Retype the records below exactly as they stand, but with no images.
Data for this exercise Block Start
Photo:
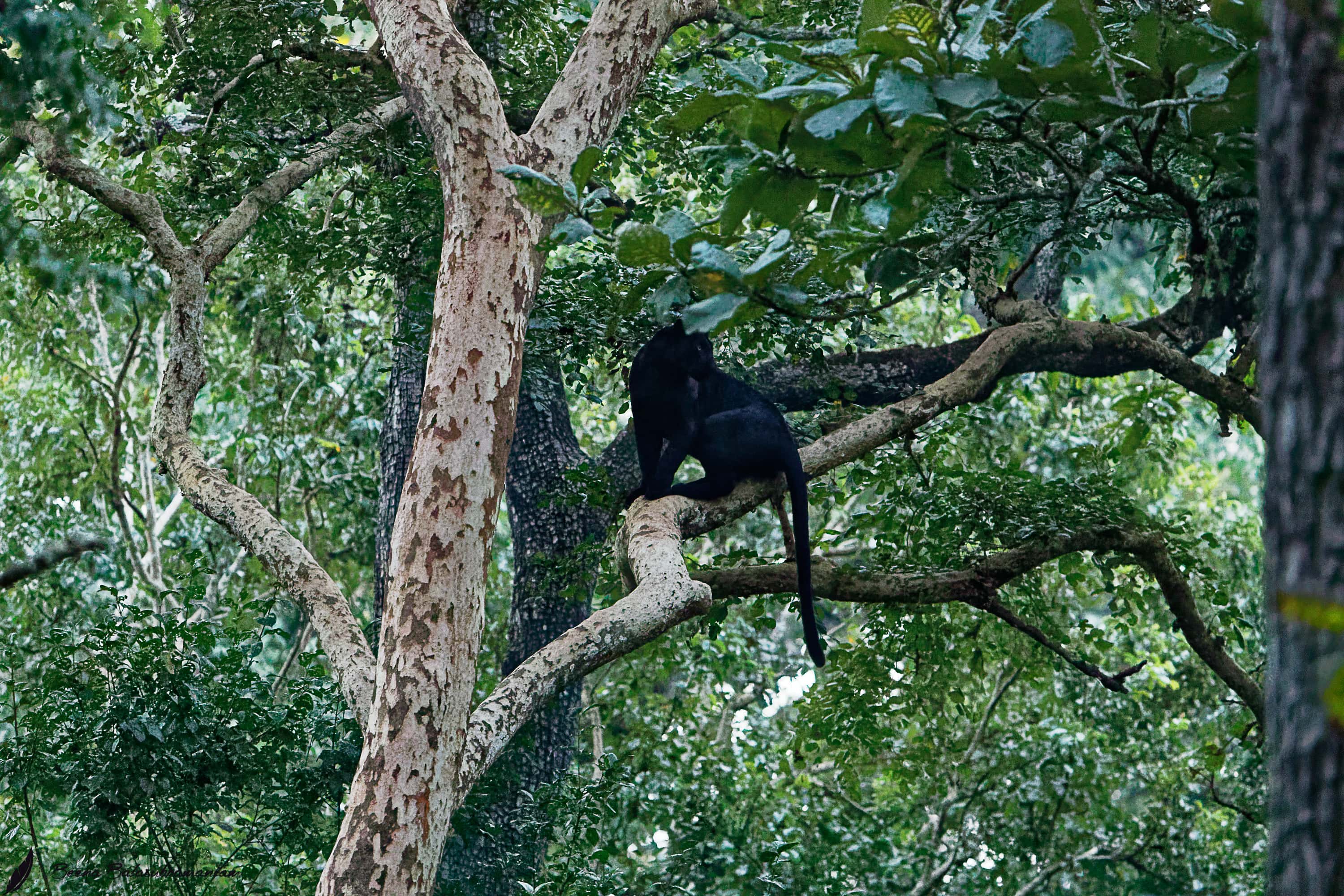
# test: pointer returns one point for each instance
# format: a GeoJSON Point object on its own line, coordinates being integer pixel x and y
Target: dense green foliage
{"type": "Point", "coordinates": [862, 179]}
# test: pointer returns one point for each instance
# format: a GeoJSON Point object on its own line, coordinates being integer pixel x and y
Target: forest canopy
{"type": "Point", "coordinates": [315, 441]}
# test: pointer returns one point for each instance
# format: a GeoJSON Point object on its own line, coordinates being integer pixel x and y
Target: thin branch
{"type": "Point", "coordinates": [217, 242]}
{"type": "Point", "coordinates": [600, 80]}
{"type": "Point", "coordinates": [1256, 818]}
{"type": "Point", "coordinates": [771, 33]}
{"type": "Point", "coordinates": [50, 555]}
{"type": "Point", "coordinates": [978, 585]}
{"type": "Point", "coordinates": [140, 210]}
{"type": "Point", "coordinates": [222, 95]}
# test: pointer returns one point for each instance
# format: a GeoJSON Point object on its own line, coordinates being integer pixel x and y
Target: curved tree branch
{"type": "Point", "coordinates": [978, 585]}
{"type": "Point", "coordinates": [215, 244]}
{"type": "Point", "coordinates": [209, 489]}
{"type": "Point", "coordinates": [604, 72]}
{"type": "Point", "coordinates": [650, 543]}
{"type": "Point", "coordinates": [49, 556]}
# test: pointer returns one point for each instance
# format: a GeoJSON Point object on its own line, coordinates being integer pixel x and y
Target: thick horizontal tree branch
{"type": "Point", "coordinates": [209, 489]}
{"type": "Point", "coordinates": [666, 598]}
{"type": "Point", "coordinates": [654, 530]}
{"type": "Point", "coordinates": [49, 556]}
{"type": "Point", "coordinates": [978, 586]}
{"type": "Point", "coordinates": [769, 33]}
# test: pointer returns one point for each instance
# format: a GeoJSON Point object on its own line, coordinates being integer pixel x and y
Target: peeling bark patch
{"type": "Point", "coordinates": [451, 435]}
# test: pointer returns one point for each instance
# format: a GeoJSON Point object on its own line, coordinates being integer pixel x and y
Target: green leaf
Data for this exercise Block End
* Task response *
Photo:
# test: pointer returns one point for each instance
# format: a GeoJSON Point object on its own line, coordinates being integer pixel x and y
Target: dense green foliage
{"type": "Point", "coordinates": [862, 179]}
# test: pointer returns one point for each instance
# format: a GeoJSON Point object on its own line, coordinates being integer pixel x and y
Target: forest canopy
{"type": "Point", "coordinates": [315, 441]}
# test: pointer returns one point for each instance
# format: a GeoJSON Point object on its own line, coordinates being integer pixel x and y
Target: thin branch
{"type": "Point", "coordinates": [217, 242]}
{"type": "Point", "coordinates": [600, 80]}
{"type": "Point", "coordinates": [1256, 818]}
{"type": "Point", "coordinates": [771, 33]}
{"type": "Point", "coordinates": [50, 555]}
{"type": "Point", "coordinates": [978, 585]}
{"type": "Point", "coordinates": [140, 210]}
{"type": "Point", "coordinates": [222, 95]}
# test: pointer returns one point for each instance
# format: a GeoJSON Point object on its own line, coordinates being integer pixel x and y
Target: curved tree branch
{"type": "Point", "coordinates": [978, 585]}
{"type": "Point", "coordinates": [215, 244]}
{"type": "Point", "coordinates": [209, 489]}
{"type": "Point", "coordinates": [604, 72]}
{"type": "Point", "coordinates": [650, 543]}
{"type": "Point", "coordinates": [49, 556]}
# test: pointer returns one point for each instance
# format: a GeoJSON Point object on its own line, coordinates being integer pixel x and y
Target: thick horizontal tree branch
{"type": "Point", "coordinates": [209, 489]}
{"type": "Point", "coordinates": [666, 598]}
{"type": "Point", "coordinates": [654, 530]}
{"type": "Point", "coordinates": [49, 556]}
{"type": "Point", "coordinates": [978, 586]}
{"type": "Point", "coordinates": [769, 33]}
# test: pointer returns one point for each instance
# format: a GeoJSON Point object on its own line, coordinates being integer pixel x and y
Target: peeling bark patch
{"type": "Point", "coordinates": [451, 435]}
# test: pointer returns one point for each instance
# format: a GeoJSON Point object on its own line, coordinates being integer pixel x and y
Target: green leaf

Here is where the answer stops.